::: Supplied passage

Luke Lewis [Member] //June 3 2009 at 14:12
Dickhead, dick, prick... loving these comments. You've clearly put a lot of thought into them.
[Visitor] //June 3 2009 at 14:43
"Dickhead, dick, prick... loving these comments. You've clearly put a lot of thought into them. " More thought than you put into that article.
Luke Lewis [Member] //June 3 2009 at 14:44
Oof. Brilliant comeback!
AndY [Visitor] //June 3 2009 at 14:51
Luke Lewis wins the thread.
Luke Lewis [Member] //June 3 2009 at 14:52
Thanks Andy, but somehow I doubt this is over.
James [Visitor] //June 3 2009 at 17:00
Hmmmm... Never knew Sigor Ros inspired this much fervor. BTW the most f-ed up person I ever saw onstage was Richard Ashcroft circa 1993 and it actually quite added to the performance. Mad Richard and all.
richaaaaard [Visitor] //June 3 2009 at 17:20
what a joke of an article. the real low point was quoting the sun. please get rid of this luke lewis. he doesn't know what he's talking about.
MacGuff the Crime Dog [Visitor] //June 3 2009 at 17:39
Oasis, 2nd night at Wembley, July 22, 2000 - Liam utterly leathered. Noel describes it to this day as the first stand-up comedy gig the old stadium had ever seen. Over to you, Oasis bashers, for the predictable slagging...

::::::
::: Given records

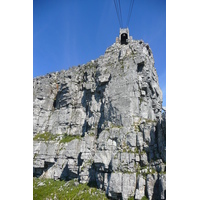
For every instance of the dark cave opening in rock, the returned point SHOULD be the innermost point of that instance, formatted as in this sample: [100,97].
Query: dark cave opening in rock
[124,36]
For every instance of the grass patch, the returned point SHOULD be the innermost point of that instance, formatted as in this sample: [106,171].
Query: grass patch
[144,198]
[68,138]
[45,137]
[65,190]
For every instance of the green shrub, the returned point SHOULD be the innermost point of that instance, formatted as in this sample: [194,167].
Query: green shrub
[65,190]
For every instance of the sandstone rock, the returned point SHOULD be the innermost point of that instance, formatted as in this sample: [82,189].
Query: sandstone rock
[114,105]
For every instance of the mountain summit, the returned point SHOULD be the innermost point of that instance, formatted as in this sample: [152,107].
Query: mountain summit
[102,123]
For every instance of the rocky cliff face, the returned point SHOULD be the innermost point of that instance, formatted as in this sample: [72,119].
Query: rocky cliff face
[102,123]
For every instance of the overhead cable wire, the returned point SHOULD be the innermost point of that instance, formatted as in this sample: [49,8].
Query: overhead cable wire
[120,13]
[117,13]
[130,11]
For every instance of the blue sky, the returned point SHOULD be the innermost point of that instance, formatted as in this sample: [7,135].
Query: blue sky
[67,33]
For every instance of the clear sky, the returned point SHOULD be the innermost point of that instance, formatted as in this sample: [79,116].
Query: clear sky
[67,33]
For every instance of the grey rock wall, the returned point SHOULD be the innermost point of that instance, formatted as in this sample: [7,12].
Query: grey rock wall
[114,104]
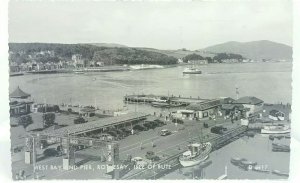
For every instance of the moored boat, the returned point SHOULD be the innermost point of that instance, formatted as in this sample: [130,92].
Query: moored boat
[236,161]
[191,71]
[247,164]
[260,168]
[277,172]
[197,153]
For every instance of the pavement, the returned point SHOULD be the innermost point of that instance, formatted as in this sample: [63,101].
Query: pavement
[165,146]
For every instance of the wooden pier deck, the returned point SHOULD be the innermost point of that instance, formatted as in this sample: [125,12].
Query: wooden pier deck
[172,161]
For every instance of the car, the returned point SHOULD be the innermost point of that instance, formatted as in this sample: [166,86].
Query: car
[148,125]
[126,132]
[106,137]
[165,132]
[177,120]
[139,161]
[50,152]
[139,128]
[151,156]
[159,122]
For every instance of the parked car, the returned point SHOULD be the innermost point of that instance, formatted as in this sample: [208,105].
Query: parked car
[218,129]
[159,122]
[148,125]
[165,132]
[139,161]
[177,120]
[125,131]
[151,156]
[139,128]
[106,137]
[79,147]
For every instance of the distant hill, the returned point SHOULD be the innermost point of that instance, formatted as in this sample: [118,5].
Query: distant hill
[108,45]
[179,53]
[256,50]
[109,55]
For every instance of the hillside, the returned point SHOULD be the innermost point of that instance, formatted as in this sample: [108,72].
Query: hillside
[179,53]
[23,52]
[108,45]
[256,50]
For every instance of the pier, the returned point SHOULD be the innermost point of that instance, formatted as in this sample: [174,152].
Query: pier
[173,162]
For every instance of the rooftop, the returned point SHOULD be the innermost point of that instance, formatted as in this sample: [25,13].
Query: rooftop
[18,93]
[204,105]
[248,100]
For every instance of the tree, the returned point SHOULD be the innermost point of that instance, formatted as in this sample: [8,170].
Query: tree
[25,120]
[48,119]
[79,120]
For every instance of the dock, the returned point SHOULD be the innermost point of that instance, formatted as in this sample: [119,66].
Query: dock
[173,162]
[174,100]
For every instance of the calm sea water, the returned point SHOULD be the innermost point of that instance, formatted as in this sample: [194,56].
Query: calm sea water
[268,81]
[257,149]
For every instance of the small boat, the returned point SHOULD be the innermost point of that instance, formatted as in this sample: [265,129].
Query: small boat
[191,71]
[145,67]
[276,129]
[277,172]
[259,168]
[197,153]
[247,164]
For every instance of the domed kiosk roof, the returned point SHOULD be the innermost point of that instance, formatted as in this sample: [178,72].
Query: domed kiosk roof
[18,93]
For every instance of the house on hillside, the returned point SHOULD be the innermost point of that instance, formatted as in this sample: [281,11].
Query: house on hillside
[19,103]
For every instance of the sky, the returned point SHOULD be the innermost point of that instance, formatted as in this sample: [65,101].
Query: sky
[163,25]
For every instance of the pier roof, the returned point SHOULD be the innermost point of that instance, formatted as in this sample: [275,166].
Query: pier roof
[101,123]
[18,93]
[204,105]
[248,100]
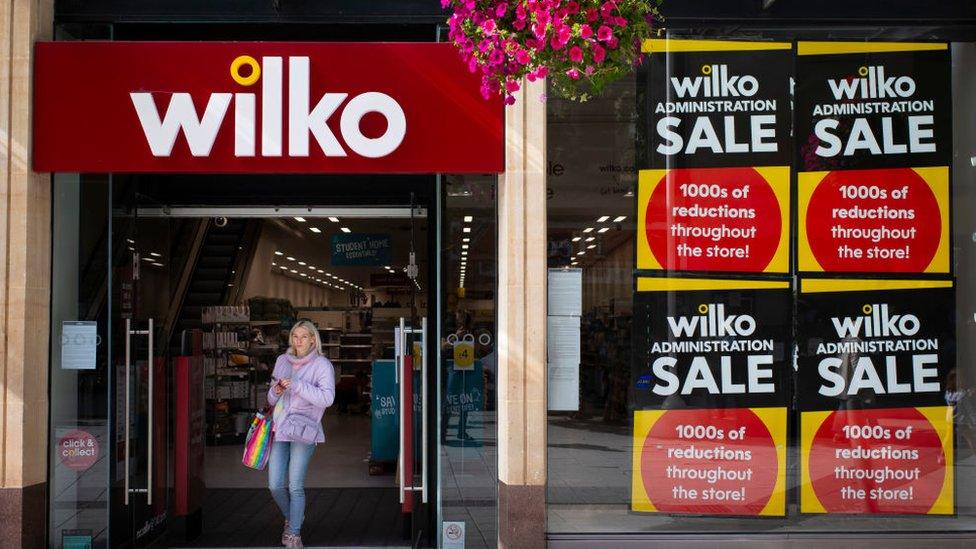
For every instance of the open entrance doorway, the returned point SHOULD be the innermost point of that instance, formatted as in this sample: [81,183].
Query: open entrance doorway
[202,300]
[167,472]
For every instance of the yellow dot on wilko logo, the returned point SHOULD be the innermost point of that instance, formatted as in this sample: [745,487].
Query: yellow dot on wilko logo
[235,70]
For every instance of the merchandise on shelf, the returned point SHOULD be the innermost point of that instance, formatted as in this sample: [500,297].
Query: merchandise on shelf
[225,313]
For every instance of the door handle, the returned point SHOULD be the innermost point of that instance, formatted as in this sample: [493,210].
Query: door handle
[152,412]
[423,408]
[405,380]
[128,417]
[129,332]
[399,345]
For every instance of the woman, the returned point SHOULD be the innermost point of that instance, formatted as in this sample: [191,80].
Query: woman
[304,386]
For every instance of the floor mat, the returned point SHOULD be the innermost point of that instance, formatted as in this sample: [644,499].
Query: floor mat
[350,517]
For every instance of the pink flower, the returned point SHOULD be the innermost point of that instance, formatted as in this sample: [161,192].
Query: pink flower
[599,54]
[539,30]
[561,37]
[576,54]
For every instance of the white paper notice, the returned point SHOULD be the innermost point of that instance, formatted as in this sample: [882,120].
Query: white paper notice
[563,386]
[563,347]
[565,292]
[562,339]
[79,342]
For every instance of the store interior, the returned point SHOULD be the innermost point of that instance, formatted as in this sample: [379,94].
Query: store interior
[242,283]
[290,276]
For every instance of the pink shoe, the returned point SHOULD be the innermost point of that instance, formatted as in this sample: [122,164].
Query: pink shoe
[292,541]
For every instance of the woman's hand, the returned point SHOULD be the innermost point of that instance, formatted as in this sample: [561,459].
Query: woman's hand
[281,386]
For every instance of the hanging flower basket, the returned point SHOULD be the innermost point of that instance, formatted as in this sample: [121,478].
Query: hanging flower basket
[580,45]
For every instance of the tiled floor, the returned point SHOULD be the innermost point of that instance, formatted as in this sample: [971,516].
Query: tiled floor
[342,462]
[589,484]
[239,511]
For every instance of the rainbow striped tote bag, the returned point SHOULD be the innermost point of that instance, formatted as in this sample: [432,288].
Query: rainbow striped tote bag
[257,445]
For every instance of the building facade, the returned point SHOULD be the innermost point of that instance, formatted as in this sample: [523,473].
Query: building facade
[588,338]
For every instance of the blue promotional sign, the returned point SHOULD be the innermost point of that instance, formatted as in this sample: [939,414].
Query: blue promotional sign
[385,411]
[361,249]
[385,424]
[465,389]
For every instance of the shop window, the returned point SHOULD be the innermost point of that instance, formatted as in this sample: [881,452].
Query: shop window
[710,375]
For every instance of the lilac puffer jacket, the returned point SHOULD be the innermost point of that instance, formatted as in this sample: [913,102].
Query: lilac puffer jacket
[312,390]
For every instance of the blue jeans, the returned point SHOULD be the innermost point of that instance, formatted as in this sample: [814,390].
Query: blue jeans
[293,458]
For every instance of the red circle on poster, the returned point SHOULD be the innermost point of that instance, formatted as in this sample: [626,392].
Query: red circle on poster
[859,464]
[716,472]
[78,450]
[885,220]
[713,219]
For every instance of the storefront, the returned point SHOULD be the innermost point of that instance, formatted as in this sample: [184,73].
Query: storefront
[726,301]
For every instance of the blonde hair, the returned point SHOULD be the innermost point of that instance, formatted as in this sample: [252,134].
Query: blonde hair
[308,326]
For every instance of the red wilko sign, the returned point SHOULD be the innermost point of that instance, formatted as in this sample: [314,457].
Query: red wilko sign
[232,107]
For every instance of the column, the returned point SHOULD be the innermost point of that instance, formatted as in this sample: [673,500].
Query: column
[25,272]
[522,324]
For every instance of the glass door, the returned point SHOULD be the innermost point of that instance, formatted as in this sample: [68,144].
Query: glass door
[415,378]
[141,314]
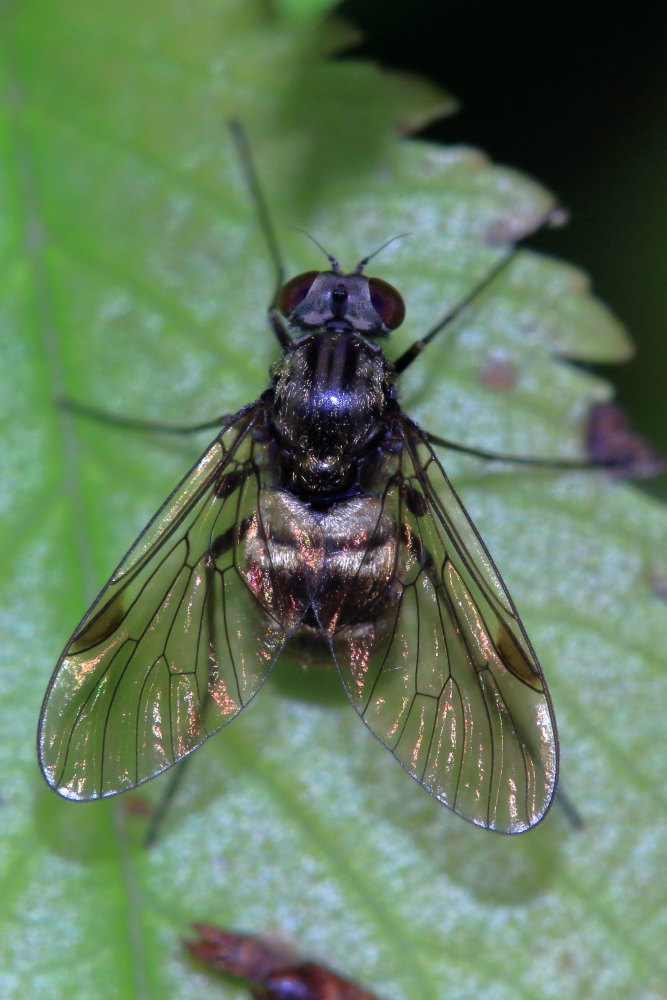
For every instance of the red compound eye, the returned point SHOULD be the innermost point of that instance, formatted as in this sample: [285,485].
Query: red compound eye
[295,291]
[387,302]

::::::

• [Task] In the comment thread, who does James say was the most messed-up person he ever saw onstage?

• [Output] Richard Ashcroft, around 1993.